### Exercise objective
Transcribe all of the records word for word, but omit the pictures.
━━ Available records
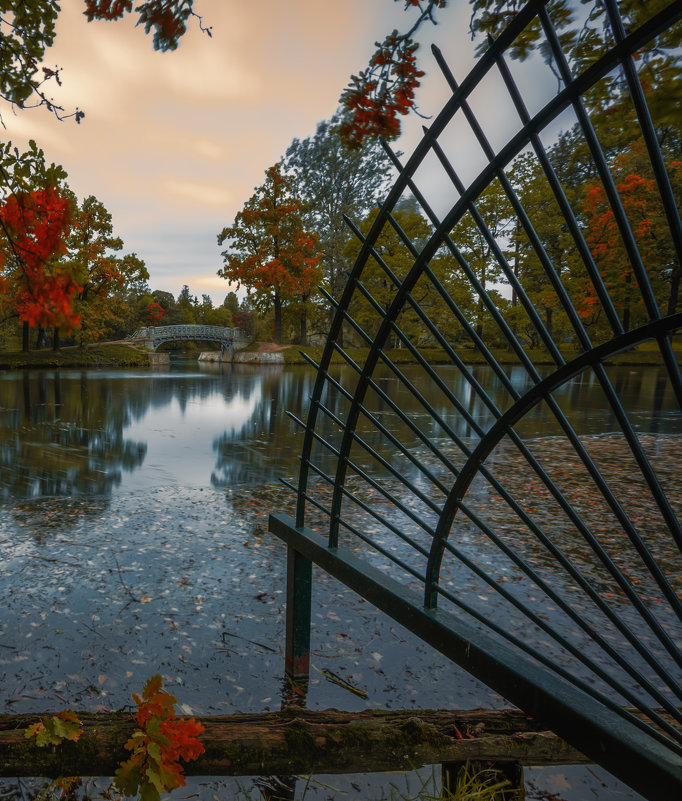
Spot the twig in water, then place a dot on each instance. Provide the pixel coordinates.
(125, 586)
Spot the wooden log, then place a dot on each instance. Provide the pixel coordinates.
(299, 741)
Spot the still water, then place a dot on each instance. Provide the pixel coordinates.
(134, 540)
(87, 432)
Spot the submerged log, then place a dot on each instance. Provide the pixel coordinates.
(299, 741)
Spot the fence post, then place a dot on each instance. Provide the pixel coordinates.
(299, 596)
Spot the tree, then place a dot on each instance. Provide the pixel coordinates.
(105, 278)
(35, 282)
(398, 258)
(376, 97)
(334, 180)
(641, 201)
(35, 285)
(28, 30)
(270, 252)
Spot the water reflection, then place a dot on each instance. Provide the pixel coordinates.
(85, 433)
(63, 436)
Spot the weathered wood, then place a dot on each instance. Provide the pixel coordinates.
(300, 741)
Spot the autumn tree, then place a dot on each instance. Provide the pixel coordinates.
(36, 285)
(270, 252)
(641, 202)
(334, 180)
(106, 279)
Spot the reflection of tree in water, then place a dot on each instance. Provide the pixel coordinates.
(266, 447)
(63, 436)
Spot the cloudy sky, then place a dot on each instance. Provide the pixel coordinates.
(174, 143)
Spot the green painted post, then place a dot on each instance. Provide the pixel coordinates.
(299, 596)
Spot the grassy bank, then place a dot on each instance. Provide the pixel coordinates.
(645, 354)
(104, 355)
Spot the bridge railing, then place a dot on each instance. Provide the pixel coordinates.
(215, 333)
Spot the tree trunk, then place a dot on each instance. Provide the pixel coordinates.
(298, 741)
(278, 319)
(304, 325)
(626, 310)
(674, 295)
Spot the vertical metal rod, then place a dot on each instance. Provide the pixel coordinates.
(298, 617)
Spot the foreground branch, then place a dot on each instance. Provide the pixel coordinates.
(300, 741)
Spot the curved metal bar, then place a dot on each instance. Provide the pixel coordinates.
(563, 100)
(593, 358)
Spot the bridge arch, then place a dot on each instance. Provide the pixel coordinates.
(153, 336)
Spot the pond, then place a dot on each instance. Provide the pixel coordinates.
(134, 540)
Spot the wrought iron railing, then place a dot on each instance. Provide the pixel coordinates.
(549, 568)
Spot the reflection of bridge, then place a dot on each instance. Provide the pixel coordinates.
(153, 336)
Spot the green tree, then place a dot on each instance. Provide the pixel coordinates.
(186, 306)
(269, 251)
(394, 256)
(334, 180)
(105, 278)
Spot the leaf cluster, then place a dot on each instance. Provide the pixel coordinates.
(55, 729)
(157, 745)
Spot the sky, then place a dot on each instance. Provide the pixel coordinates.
(174, 143)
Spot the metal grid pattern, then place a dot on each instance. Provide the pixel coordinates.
(549, 567)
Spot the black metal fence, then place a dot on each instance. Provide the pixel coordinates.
(550, 567)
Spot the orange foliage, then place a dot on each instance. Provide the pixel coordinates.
(41, 289)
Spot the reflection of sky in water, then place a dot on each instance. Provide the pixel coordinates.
(90, 432)
(180, 436)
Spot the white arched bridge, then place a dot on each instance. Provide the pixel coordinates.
(153, 336)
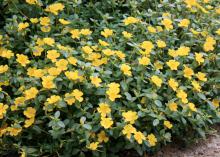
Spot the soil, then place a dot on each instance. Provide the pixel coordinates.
(209, 147)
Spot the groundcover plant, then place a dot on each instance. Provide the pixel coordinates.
(94, 78)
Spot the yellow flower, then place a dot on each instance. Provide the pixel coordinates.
(29, 122)
(62, 64)
(113, 91)
(209, 44)
(188, 72)
(53, 55)
(167, 124)
(55, 8)
(173, 64)
(199, 58)
(64, 22)
(201, 76)
(192, 107)
(22, 26)
(161, 44)
(30, 112)
(126, 69)
(167, 23)
(152, 139)
(139, 137)
(184, 23)
(107, 33)
(130, 116)
(144, 60)
(49, 41)
(54, 71)
(130, 20)
(30, 93)
(93, 145)
(72, 75)
(78, 95)
(47, 82)
(102, 137)
(106, 122)
(85, 31)
(215, 102)
(196, 86)
(103, 43)
(183, 51)
(128, 130)
(182, 95)
(3, 110)
(22, 59)
(127, 35)
(173, 84)
(151, 29)
(53, 99)
(44, 21)
(34, 20)
(95, 80)
(173, 106)
(156, 80)
(3, 68)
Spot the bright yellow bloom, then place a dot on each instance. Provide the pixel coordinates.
(199, 58)
(201, 76)
(182, 95)
(139, 137)
(44, 21)
(106, 122)
(173, 64)
(95, 80)
(47, 82)
(156, 80)
(107, 33)
(55, 8)
(130, 20)
(22, 26)
(113, 91)
(127, 35)
(188, 72)
(52, 55)
(128, 130)
(3, 68)
(30, 112)
(192, 107)
(167, 124)
(22, 59)
(102, 137)
(78, 95)
(173, 84)
(167, 23)
(161, 44)
(152, 139)
(144, 60)
(184, 23)
(130, 116)
(3, 110)
(53, 99)
(93, 145)
(31, 93)
(173, 106)
(126, 69)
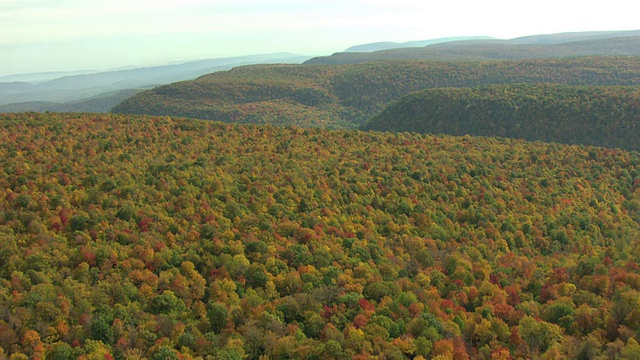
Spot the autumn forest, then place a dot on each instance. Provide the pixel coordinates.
(397, 208)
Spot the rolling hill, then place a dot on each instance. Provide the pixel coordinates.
(346, 96)
(32, 91)
(625, 43)
(588, 115)
(377, 46)
(161, 238)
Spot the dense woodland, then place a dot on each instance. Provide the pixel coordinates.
(588, 115)
(345, 96)
(125, 237)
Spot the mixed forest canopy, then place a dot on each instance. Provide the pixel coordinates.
(588, 115)
(345, 96)
(129, 237)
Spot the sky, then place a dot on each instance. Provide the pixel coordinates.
(69, 35)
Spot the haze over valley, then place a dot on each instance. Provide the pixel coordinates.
(319, 180)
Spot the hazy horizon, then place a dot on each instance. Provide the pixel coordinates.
(70, 35)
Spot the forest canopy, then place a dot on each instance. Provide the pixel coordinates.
(589, 115)
(345, 96)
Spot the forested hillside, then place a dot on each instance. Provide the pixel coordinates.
(589, 115)
(345, 96)
(127, 237)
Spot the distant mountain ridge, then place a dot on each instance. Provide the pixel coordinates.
(620, 43)
(78, 87)
(345, 96)
(377, 46)
(606, 116)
━━━━
### Exercise response
Spot the twig in water, then place a dot on each instance. Provide the pixel coordinates.
(125, 586)
Spot the wooden log, then place a dot on each instance. Provide the pixel coordinates.
(299, 741)
Spot the still water, then place a dot on each instance. Provide the pixel coordinates.
(134, 540)
(87, 432)
Spot the submerged log, then place a dot on each instance. Provide the pixel coordinates.
(299, 741)
Spot the fence post, then place a dot on each instance. Provide the pixel coordinates.
(299, 596)
Spot the tree, then place a dot on each instance. Provide the pixel coordinates.
(105, 278)
(35, 282)
(398, 258)
(376, 97)
(334, 180)
(641, 201)
(35, 285)
(28, 30)
(270, 252)
Spot the water reflection, then place a dot on each instance. Provide the pixel coordinates.
(85, 433)
(63, 436)
Spot the weathered wood, then place a dot on each instance. Provide the pixel coordinates.
(300, 741)
Spot the autumn tree, then place a dot on each instance. Provide the pixel coordinates.
(36, 285)
(270, 252)
(641, 202)
(334, 180)
(106, 279)
Spot the reflection of tree in water, then place a dot on each instance. Provide the pixel coordinates.
(266, 447)
(63, 436)
Spot the cloudy sky, then place a dot on each instance. Provide the pixel coordinates.
(174, 143)
Spot the green painted post, then place a dot on each instance. Provide the pixel coordinates.
(299, 596)
Spot the grassy bank, then place a dot on each instance. Provide the pixel coordinates.
(645, 354)
(104, 355)
Spot the bridge railing, then place a dot on each instance. Provide the pixel coordinates.
(215, 333)
Spot the tree trunk, then place a dot on each instance. Provide the pixel coordinates.
(298, 741)
(278, 319)
(304, 325)
(626, 310)
(674, 295)
Spot the vertical metal rod, then place a dot on each instance. Provide the pixel coordinates.
(298, 617)
Spot the foreground branch, then place a dot on each instance. Provide the pixel coordinates.
(300, 741)
Spot the curved metal bar, then place a dot on each instance. Provide the pixel coordinates.
(563, 100)
(593, 358)
Spot the bridge arch, then place a dot on each instance. Provide the pixel coordinates.
(153, 336)
Spot the pond, then place a dot on each instance. Provide the pixel coordinates.
(134, 540)
Spot the wrought iron railing, then place a dot on each instance. Provide the pixel coordinates.
(549, 568)
Spot the reflection of bridge, then place a dot on each instance. Provide the pixel coordinates.
(153, 336)
Spot the green tree, then place a dot on each instance. Provide the pixel coordinates.
(186, 306)
(269, 251)
(394, 256)
(334, 180)
(105, 278)
Spot the leaf cluster, then place a dot on each instance. Provide the pixel coordinates.
(55, 729)
(157, 745)
Spot the sky, then place a dot on each instance. Provide the pixel coordinates.
(174, 143)
Spot the metal grid pattern, then place a dot on each instance. Provide the pixel coordinates.
(549, 567)
Spot the black metal fence, then place a dot on each instance. Provide the pixel coordinates.
(550, 567)
Spot the orange foliage, then place a dot on each instance. Provide the pixel coordinates.
(41, 289)
Spot the reflection of sky in water, then place a dot on each instance. Provide the pixel coordinates.
(90, 432)
(180, 436)
Spot the white arched bridge, then place a dot on each instance. Provide the pixel coordinates.
(153, 336)
Spot the soil, then place a dot on each instance. Provide the pixel coordinates.
(209, 147)
Spot the groundcover plant, then place a dot on each instance. Provide the pixel coordinates.
(94, 78)
Spot the yellow flower, then place a dot on each instance. Provide the pixel coordinates.
(29, 122)
(62, 64)
(113, 91)
(209, 44)
(188, 72)
(53, 55)
(167, 124)
(55, 8)
(173, 64)
(199, 58)
(64, 22)
(201, 76)
(192, 107)
(22, 26)
(161, 44)
(30, 112)
(126, 69)
(167, 23)
(152, 139)
(139, 137)
(184, 23)
(107, 33)
(130, 116)
(144, 60)
(49, 41)
(54, 71)
(130, 20)
(30, 93)
(93, 145)
(72, 75)
(78, 95)
(47, 82)
(102, 137)
(106, 122)
(85, 31)
(215, 102)
(196, 86)
(103, 43)
(183, 51)
(128, 130)
(182, 95)
(3, 110)
(22, 59)
(127, 35)
(173, 84)
(151, 29)
(53, 99)
(44, 21)
(34, 20)
(95, 80)
(173, 106)
(156, 80)
(3, 68)
Spot the bright yellow bloom, then place a dot on each instance. Provide the pixel coordinates.
(199, 58)
(201, 76)
(182, 95)
(139, 137)
(44, 21)
(106, 122)
(173, 64)
(95, 80)
(47, 82)
(156, 80)
(107, 33)
(55, 8)
(130, 20)
(22, 26)
(113, 91)
(127, 35)
(188, 72)
(52, 55)
(128, 130)
(3, 68)
(30, 112)
(192, 107)
(167, 124)
(22, 59)
(102, 137)
(78, 95)
(173, 84)
(167, 23)
(161, 44)
(152, 139)
(144, 60)
(184, 23)
(130, 116)
(3, 110)
(53, 99)
(93, 145)
(31, 93)
(173, 106)
(126, 69)
Spot the autumn forest, then place a dot on each instance. Provide the pixel coordinates.
(397, 208)
Spot the rolling hill, then place a dot on each instance. Provide the pixel coordinates.
(346, 96)
(32, 91)
(625, 43)
(588, 115)
(377, 46)
(161, 238)
Spot the dense woodland, then place a dot on each instance. Provide the pixel coordinates.
(588, 115)
(345, 96)
(125, 237)
Spot the mixed forest canopy, then place a dot on each instance. Provide the pixel coordinates.
(588, 115)
(345, 96)
(129, 237)
Spot the sky, then place a dot on each instance. Provide the pixel coordinates.
(69, 35)
Spot the haze over valley, then place a dot on each instance. Provide the pixel coordinates.
(319, 180)
Spot the hazy horizon, then place a dot on each instance. Provide the pixel coordinates.
(70, 35)
Spot the forest canopy, then place a dot on each instance. Provide the pixel coordinates.
(589, 115)
(345, 96)
Spot the forested hillside, then place a dot on each instance. Provide the pixel coordinates.
(589, 115)
(345, 96)
(127, 237)
Spot the distant mountain ridge, then place a dot on each instance. Provide the pixel coordinates.
(620, 43)
(78, 87)
(345, 96)
(377, 46)
(606, 116)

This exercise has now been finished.